▶ **Work to complete**
Reproduce each of the following records exactly as it appears, keeping every line intact.

▶ **Data for this exercise**
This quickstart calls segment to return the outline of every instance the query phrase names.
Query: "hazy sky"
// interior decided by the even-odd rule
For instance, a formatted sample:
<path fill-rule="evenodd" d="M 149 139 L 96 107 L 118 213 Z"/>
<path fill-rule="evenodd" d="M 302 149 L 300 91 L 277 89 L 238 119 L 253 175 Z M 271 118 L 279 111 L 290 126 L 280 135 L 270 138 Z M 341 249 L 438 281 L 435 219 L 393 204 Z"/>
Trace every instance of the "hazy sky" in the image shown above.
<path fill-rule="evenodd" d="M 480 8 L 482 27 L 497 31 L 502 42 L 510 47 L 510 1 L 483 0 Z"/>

▶ **Written answer**
This quickstart calls segment to return the outline of every instance the query phrase names.
Query: "hazy sky"
// interior decided by the even-odd rule
For instance, a formatted sample:
<path fill-rule="evenodd" d="M 149 139 L 96 107 L 118 213 Z"/>
<path fill-rule="evenodd" d="M 302 149 L 300 91 L 277 89 L 238 119 L 253 175 Z M 271 118 L 279 111 L 290 126 L 280 135 L 270 138 Z M 341 249 L 438 281 L 435 219 L 393 204 Z"/>
Trace every instance of the "hazy sky" in the image shown above.
<path fill-rule="evenodd" d="M 480 8 L 482 27 L 497 31 L 502 42 L 510 47 L 510 1 L 483 0 Z"/>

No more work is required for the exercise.